> **ACTIVITY**: Could you set down every entry exactly as it appears?
╔══
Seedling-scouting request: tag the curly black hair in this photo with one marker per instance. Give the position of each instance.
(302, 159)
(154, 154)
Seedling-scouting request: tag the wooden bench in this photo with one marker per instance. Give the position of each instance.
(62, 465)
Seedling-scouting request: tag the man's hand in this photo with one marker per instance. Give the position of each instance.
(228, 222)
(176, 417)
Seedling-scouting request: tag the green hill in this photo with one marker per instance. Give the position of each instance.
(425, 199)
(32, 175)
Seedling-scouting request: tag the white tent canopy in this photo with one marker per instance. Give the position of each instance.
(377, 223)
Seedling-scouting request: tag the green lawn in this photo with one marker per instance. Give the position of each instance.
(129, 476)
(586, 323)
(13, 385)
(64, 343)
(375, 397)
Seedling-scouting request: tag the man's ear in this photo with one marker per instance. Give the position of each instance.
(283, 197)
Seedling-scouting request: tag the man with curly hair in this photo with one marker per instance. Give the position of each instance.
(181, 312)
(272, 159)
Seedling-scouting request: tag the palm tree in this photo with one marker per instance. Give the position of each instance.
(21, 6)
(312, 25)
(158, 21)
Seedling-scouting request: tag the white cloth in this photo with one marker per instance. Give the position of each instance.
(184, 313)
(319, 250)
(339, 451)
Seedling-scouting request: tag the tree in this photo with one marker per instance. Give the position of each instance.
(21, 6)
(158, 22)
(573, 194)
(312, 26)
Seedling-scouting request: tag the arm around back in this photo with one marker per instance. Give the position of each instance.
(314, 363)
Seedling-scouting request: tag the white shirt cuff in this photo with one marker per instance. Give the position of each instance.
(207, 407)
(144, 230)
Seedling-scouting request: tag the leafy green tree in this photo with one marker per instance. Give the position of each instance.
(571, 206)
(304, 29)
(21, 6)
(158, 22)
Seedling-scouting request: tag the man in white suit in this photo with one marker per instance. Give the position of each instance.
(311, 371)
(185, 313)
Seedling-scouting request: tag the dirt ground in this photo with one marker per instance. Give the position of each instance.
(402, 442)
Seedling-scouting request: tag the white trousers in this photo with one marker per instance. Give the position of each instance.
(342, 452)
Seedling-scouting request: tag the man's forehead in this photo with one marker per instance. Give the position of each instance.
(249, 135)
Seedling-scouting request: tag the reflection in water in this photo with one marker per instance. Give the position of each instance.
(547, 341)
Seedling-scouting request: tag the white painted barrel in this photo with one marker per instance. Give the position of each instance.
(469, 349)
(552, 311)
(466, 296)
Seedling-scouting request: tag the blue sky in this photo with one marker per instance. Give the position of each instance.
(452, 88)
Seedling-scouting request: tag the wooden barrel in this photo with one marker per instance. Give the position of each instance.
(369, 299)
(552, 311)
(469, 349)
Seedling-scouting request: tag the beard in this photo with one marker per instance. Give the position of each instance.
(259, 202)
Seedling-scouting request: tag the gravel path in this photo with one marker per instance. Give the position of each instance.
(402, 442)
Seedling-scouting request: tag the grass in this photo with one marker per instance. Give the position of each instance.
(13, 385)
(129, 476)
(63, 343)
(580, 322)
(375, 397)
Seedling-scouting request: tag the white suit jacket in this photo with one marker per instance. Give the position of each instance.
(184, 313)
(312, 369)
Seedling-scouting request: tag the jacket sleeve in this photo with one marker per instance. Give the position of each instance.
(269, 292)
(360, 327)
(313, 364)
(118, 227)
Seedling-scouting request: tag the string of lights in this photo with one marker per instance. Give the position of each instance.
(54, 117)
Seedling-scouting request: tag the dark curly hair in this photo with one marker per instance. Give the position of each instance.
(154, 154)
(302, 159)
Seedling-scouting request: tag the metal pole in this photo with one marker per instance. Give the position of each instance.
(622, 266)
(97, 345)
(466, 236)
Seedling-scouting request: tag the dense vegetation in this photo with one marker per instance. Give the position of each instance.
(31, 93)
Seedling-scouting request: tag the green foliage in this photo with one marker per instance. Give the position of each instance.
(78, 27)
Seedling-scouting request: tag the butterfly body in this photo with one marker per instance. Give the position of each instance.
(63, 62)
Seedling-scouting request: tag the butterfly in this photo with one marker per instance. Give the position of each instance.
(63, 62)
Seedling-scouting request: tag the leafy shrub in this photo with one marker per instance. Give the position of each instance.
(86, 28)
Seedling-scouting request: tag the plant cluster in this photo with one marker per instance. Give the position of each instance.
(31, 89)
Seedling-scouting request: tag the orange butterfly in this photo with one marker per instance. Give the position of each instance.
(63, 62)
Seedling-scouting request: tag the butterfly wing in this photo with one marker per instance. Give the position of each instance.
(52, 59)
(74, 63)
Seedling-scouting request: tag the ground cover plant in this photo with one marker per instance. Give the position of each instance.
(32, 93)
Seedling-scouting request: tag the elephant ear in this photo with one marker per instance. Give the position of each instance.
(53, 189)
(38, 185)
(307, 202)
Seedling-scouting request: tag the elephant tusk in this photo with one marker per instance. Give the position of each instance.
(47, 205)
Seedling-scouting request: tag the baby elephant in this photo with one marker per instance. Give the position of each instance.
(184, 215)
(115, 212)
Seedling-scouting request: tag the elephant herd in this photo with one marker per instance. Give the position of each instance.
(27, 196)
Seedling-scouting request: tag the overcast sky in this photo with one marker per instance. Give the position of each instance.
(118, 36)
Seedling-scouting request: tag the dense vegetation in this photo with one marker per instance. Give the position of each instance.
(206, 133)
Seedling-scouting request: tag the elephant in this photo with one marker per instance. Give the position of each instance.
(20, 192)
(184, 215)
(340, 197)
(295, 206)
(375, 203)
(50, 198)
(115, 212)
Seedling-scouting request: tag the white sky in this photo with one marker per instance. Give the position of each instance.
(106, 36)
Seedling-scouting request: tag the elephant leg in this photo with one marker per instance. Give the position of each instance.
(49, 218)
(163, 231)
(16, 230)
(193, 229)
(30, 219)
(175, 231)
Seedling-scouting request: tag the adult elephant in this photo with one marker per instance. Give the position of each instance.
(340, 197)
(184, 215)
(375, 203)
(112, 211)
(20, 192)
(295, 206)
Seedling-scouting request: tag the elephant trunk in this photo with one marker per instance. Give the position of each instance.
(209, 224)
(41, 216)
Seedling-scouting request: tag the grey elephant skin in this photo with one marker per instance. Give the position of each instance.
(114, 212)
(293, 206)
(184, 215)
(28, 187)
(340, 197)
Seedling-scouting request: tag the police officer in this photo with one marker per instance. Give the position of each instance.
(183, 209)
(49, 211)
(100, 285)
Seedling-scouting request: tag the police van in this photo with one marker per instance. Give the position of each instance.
╚══
> **ANSWER SECTION**:
Seedling-scouting request: tag the curly black hair in this photo with one marker per instance. Give the position of each instance.
(302, 159)
(154, 154)
Seedling-scouting request: tag the wooden bench in this photo with one marker per instance. Give the position of each instance.
(62, 465)
Seedling-scouting request: tag the man's hand in this photo with one marker per instance. Give the position of each instance.
(228, 222)
(176, 417)
Seedling-scouting request: tag the green hill in this photo with one marker per instance. Give the position of each instance.
(425, 199)
(32, 175)
Seedling-scouting request: tag the white tent canopy in this photo with one marker per instance. Give the position of each instance.
(377, 223)
Seedling-scouting request: tag the green lawn in this photo with one marker per instance. Give the position of each instance.
(129, 476)
(586, 323)
(13, 385)
(64, 343)
(375, 397)
Seedling-scouting request: tag the man's ear in this photo with one marker per instance. Give the position of each instance.
(283, 197)
Seedling-scouting request: tag the man with curly hair in this photo with one marker per instance. Give the position of each instance.
(181, 312)
(272, 159)
Seedling-scouting request: tag the palm tree in this photo with one marker per instance. Give the position of each instance.
(21, 6)
(312, 25)
(158, 21)
Seedling-scouting request: tag the white cloth in this photo with one marker per instance. Give the position of each instance.
(184, 313)
(319, 250)
(339, 451)
Seedling-scouting request: tag the tree in this photo with one marker per instance. Give the position of each instance.
(21, 6)
(158, 22)
(573, 194)
(312, 26)
Seedling-scouting request: tag the arm around back in this photo with one marker per instance. Give the position of each instance.
(314, 363)
Seedling-scouting request: tag the white shirt cuff in this photo with one marker per instance. Give the position of each instance.
(207, 407)
(144, 230)
Seedling-scouting request: tag the leafy green tree in this photo with one marker per instance. Give the position of each instance.
(571, 206)
(304, 29)
(21, 6)
(158, 22)
Seedling-scouting request: tag the man in white suit in this photo with one marker per instance. Give the position of each instance.
(311, 371)
(185, 313)
Seedling-scouting request: tag the dirt ground in this photo with one marker per instance. Give the position of each instance.
(402, 442)
Seedling-scouting request: tag the white trousers in this photo with one marker per instance. Give the position of each instance.
(342, 452)
Seedling-scouting request: tag the man's forehead in this photo with one marker per instance. Give the position of each instance.
(249, 135)
Seedling-scouting request: tag the reflection in water in this photo with one marker per instance. Give the position of each instance.
(547, 341)
Seedling-scouting request: tag the white painted barrel in this photo with one marker per instance. Give the position of each instance.
(469, 349)
(552, 311)
(466, 296)
Seedling-scouting request: tag the blue sky in this photo with one marker per instance. Give the position of each instance.
(452, 88)
Seedling-scouting request: tag the wooden barrel in this photo with one marker per instance. Give the position of each instance.
(369, 299)
(552, 311)
(469, 349)
Seedling-scouting request: tag the beard in this photo with one marker per instance. Give the position of each instance.
(259, 202)
Seedling-scouting request: tag the gravel path in this photo with one marker per instance. Give the position of each instance.
(402, 442)
Seedling-scouting request: tag the grass in this photo with one marker per instance. Give the position of each instance.
(13, 385)
(129, 476)
(63, 343)
(580, 322)
(375, 397)
Seedling-scouting request: tag the white suit jacket in this photo with one marker per instance. Give the position of each instance.
(184, 313)
(312, 369)
Seedling-scouting request: tag the jacket sleeve in this photo with one marker per instance. Give the position of each instance.
(269, 292)
(360, 327)
(313, 364)
(118, 227)
Seedling-scouting request: tag the string of lights in this photo with one marker per instance. Give the position of each instance.
(54, 117)
Seedling-scouting request: tag the dark curly hair in this photo with one marker per instance. Give the position of each instance.
(154, 154)
(302, 159)
Seedling-scouting request: tag the metal pole in this photo with one marker per instance. Give the position of each instance.
(622, 266)
(97, 345)
(466, 236)
Seedling-scouting request: tag the dense vegetation in this photo with one marker per instance. Give the position of each instance.
(31, 93)
Seedling-scouting request: tag the green foliage in this photo with one marker per instance. Give the position of each instance.
(78, 27)
Seedling-scouting request: tag the butterfly body in this photo with one marker per instance. Give the position of each instance.
(63, 62)
Seedling-scouting request: tag the butterfly in this photo with one marker per instance. Give the position of each instance.
(63, 62)
Seedling-scouting request: tag the leafy shrub in this photo with one marker per instance. Give the position of each instance.
(86, 28)
Seedling-scouting request: tag the plant cluster in this photo with one marker per instance. Give the position of each instance.
(31, 89)
Seedling-scouting request: tag the orange butterfly in this photo with one marker per instance. Give the position of each instance.
(63, 62)
Seedling-scouting request: tag the butterfly wing in this photo with one marker per instance. Give the position of each instance.
(52, 59)
(74, 63)
Seedling-scouting request: tag the ground cover plant in this photo with one marker per instance. Give the position of each instance.
(32, 93)
Seedling-scouting request: tag the elephant ear in this photo with one marker per instance. Give the position of each instance.
(53, 189)
(38, 185)
(307, 202)
Seedling-scouting request: tag the elephant tusk in this photo with one marker per instance. Give the position of each instance.
(47, 205)
Seedling-scouting request: tag the baby elephant in this photo with one marker per instance. Give the position of each instance.
(184, 215)
(115, 212)
Seedling-scouting request: tag the elephant herd in this photo with one marker per instance. Give the position of each instance.
(27, 196)
Seedling-scouting request: tag the overcast sky in this photo with one marker per instance. Give the position of each instance.
(118, 36)
Seedling-scouting request: tag the dense vegetation in this photo with one marker per instance. Give the position of each instance.
(206, 133)
Seedling-scouting request: tag the elephant in this photo with one marker per instance. Give the position of each instance.
(20, 192)
(184, 215)
(340, 197)
(295, 206)
(375, 203)
(50, 198)
(115, 212)
Seedling-scouting request: tag the white sky in this photo with one marker per instance. Give the position of each instance.
(106, 36)
Seedling-scouting request: tag the elephant leg in this photo with one marker per instance. Give the position of each instance.
(49, 218)
(163, 231)
(16, 230)
(193, 229)
(30, 219)
(175, 231)
Seedling-scouting request: tag the adult elephant in this photo with one marker per instance. Give the position of each instance.
(340, 197)
(184, 215)
(375, 203)
(112, 211)
(20, 192)
(295, 206)
Seedling-scouting request: tag the elephant trunk in this photo with one marker per instance. Give the position of each instance.
(209, 224)
(41, 216)
Seedling-scouting request: tag the grey elephant skin in this photo with one marker per instance. Give the position of each instance.
(114, 212)
(293, 206)
(184, 215)
(28, 187)
(340, 197)
Seedling-scouting request: tag the police officer in this photo with one marker per instance. Give the position of each instance.
(183, 209)
(49, 211)
(100, 285)
Seedling-scouting request: tag the police van in this photo with one marker per instance. Give the position of each instance.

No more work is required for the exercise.